— START OF INPUT —

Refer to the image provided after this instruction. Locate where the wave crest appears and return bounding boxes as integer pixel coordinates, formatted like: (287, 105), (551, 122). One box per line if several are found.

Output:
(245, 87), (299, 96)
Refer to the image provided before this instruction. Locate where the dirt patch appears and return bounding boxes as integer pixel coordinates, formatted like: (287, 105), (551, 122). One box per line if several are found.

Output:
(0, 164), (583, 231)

— END OF INPUT —

JOB: Swap every "integer pixel coordinates" in the listing for "whole-number pixel coordinates" and write the listing out again with nothing else changed.

ANSWER IN FULL:
Refer to the image provided after this instruction. Locate where the wave crest appears and return bounding boxes as whole-number pixel coordinates, formatted like: (287, 105), (551, 122). One box per line if several are found.

Output:
(245, 87), (299, 96)
Refer to the image provided before this instruction. Locate where the dirt patch appears and return bounding boxes as whole-number pixel coordinates, formatted like: (287, 105), (551, 122). One box per line if several are found.

Output:
(0, 164), (583, 231)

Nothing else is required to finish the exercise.